WHAT YOU NEED TO DO: Reproduce each of the following records word for word, keeping every line as it appears.

Records taken from a collection
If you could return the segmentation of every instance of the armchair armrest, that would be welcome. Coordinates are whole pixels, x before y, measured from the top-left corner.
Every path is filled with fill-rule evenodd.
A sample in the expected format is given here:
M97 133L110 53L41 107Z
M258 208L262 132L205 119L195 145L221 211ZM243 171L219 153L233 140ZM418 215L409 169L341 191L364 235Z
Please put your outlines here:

RESULT OF THE TASK:
If you could return the segmentation of every instance of the armchair armrest, that would be welcome. Coordinates are whole pixels, x before y, measured from the top-left corner.
Every path is filled with fill-rule evenodd.
A sample in the expected format is given here:
M97 133L110 53L41 107Z
M258 208L262 132L205 119L195 145L221 211ZM243 171L219 153L233 140ZM418 215L409 169L341 191L364 235Z
Please put your outlines here:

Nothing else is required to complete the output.